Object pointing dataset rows
==*==

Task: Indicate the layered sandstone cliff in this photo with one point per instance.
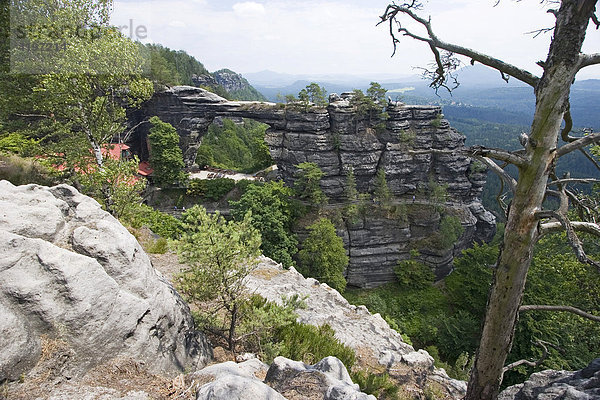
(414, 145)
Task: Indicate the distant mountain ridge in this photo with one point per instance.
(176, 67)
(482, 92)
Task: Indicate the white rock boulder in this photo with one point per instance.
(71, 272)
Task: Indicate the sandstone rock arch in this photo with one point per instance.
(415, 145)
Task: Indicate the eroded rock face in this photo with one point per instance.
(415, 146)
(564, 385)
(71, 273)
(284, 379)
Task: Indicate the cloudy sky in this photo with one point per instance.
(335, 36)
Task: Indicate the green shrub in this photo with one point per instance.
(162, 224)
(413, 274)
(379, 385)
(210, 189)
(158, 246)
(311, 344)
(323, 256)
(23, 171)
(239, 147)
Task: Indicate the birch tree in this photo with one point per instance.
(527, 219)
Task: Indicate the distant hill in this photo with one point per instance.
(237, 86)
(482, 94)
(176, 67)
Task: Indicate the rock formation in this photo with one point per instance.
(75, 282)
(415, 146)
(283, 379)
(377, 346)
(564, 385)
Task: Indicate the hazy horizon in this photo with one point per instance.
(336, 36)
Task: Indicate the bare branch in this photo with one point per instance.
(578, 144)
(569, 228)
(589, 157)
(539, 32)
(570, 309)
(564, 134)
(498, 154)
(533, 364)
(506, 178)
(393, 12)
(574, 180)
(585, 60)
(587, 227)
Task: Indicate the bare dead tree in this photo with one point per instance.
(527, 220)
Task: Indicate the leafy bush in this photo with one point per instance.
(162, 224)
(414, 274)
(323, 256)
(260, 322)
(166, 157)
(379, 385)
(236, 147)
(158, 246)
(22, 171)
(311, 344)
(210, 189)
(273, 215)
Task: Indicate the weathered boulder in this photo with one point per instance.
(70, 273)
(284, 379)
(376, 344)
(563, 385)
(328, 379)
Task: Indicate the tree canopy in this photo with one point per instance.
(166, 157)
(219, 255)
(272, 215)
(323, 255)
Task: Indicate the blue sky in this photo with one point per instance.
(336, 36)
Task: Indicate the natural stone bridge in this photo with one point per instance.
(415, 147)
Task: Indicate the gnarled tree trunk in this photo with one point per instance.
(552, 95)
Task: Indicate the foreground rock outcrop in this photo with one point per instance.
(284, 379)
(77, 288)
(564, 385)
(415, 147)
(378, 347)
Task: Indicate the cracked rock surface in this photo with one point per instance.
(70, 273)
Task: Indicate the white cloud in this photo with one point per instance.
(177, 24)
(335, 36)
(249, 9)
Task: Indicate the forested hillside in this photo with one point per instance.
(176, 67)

==*==

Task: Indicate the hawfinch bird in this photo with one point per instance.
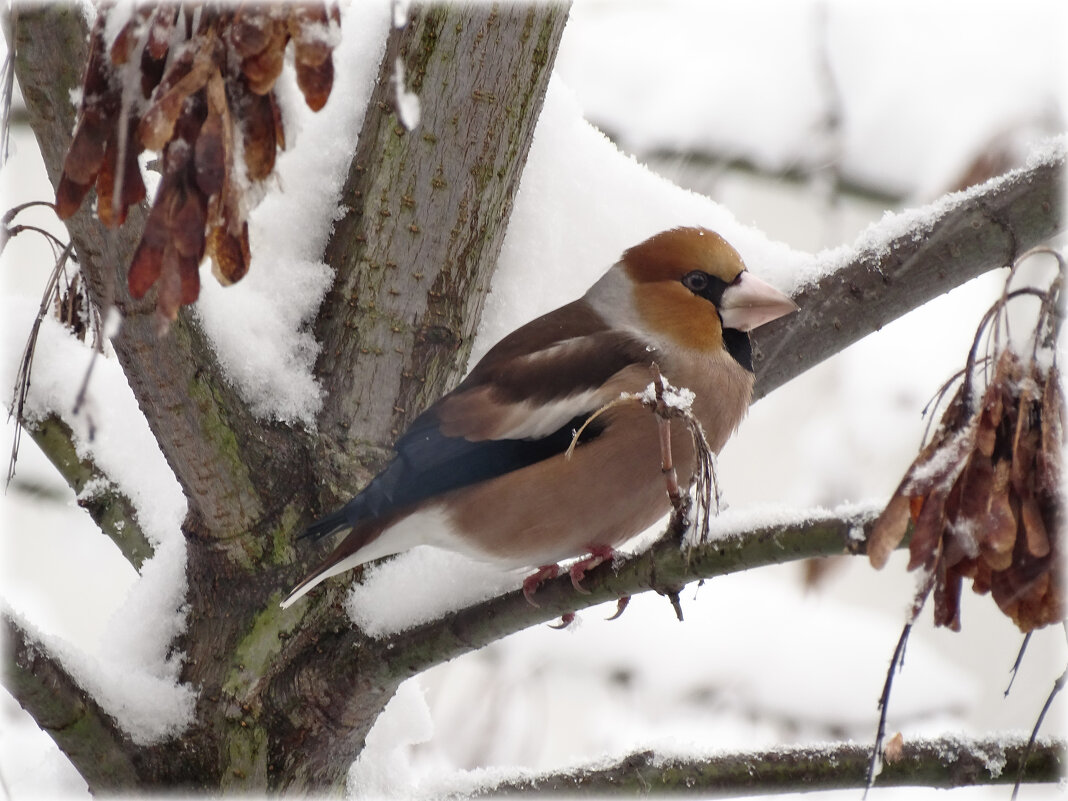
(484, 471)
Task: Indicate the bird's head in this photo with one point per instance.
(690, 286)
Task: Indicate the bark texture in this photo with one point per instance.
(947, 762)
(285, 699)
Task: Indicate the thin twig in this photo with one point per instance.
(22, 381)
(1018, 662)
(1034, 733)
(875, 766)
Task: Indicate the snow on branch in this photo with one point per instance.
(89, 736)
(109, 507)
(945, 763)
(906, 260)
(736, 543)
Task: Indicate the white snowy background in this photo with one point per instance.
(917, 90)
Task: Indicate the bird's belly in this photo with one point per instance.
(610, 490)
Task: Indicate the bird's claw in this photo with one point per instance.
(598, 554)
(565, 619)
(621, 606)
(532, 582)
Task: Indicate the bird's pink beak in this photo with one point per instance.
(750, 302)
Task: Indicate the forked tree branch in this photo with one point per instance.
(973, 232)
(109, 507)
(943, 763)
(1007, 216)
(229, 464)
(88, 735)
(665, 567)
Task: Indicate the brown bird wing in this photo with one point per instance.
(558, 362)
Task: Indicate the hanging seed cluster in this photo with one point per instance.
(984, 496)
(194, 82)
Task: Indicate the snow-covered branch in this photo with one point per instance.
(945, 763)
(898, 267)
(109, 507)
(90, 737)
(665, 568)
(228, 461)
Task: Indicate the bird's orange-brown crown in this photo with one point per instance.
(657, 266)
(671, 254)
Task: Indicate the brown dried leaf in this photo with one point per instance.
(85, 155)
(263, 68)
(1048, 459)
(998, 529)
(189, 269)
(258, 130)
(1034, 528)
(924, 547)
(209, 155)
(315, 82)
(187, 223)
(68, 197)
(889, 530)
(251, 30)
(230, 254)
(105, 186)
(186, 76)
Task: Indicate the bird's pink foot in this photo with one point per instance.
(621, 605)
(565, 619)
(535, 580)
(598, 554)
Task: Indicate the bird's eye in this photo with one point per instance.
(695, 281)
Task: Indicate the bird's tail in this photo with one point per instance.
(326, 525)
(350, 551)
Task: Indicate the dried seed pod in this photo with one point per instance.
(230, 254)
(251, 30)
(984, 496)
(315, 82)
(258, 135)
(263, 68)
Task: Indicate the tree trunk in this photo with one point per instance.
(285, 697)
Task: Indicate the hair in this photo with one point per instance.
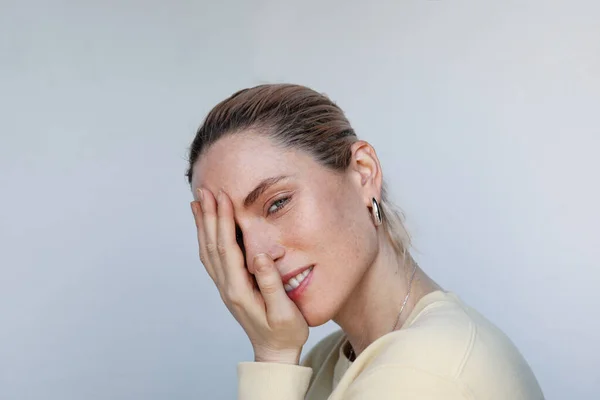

==*==

Copy the listing from the line with "Task: Indicate the brown bird" up to and including the line with "Task: Indicate the hair", keeping every line the same.

Task: Indicate the brown bird wing in this photo with one point per instance.
(558, 362)
Task: Indicate the hanging seed cluster in this photo with one point per instance.
(984, 496)
(194, 82)
Task: Indicate the snow-covered branch in this photo with one point per instance.
(945, 763)
(898, 267)
(109, 507)
(90, 737)
(665, 568)
(228, 461)
Task: Indicate the bird's orange-brown crown in this photo with one point per instance.
(657, 266)
(671, 254)
Task: Indicate the brown dried leaf in this photo with one point per instance.
(85, 155)
(263, 68)
(1048, 459)
(998, 529)
(189, 269)
(258, 130)
(1034, 528)
(924, 547)
(209, 155)
(315, 82)
(187, 223)
(68, 197)
(889, 530)
(251, 30)
(230, 254)
(105, 186)
(186, 76)
Task: Indicate the bird's pink foot in this photo with one point per instance.
(621, 605)
(565, 619)
(535, 580)
(598, 554)
Task: Indicate the bird's eye in this photo with one point per instance.
(695, 281)
Task: Indicate the bird's tail in this photo with one point per instance.
(326, 525)
(350, 551)
Task: Indicate the dried seed pod in this photo with one point per instance.
(230, 254)
(251, 30)
(984, 496)
(315, 82)
(258, 135)
(263, 68)
Task: Indicate the tree trunk in this photo with one point per instance.
(285, 697)
Task: Indicate the hair in this photo with one point per instance.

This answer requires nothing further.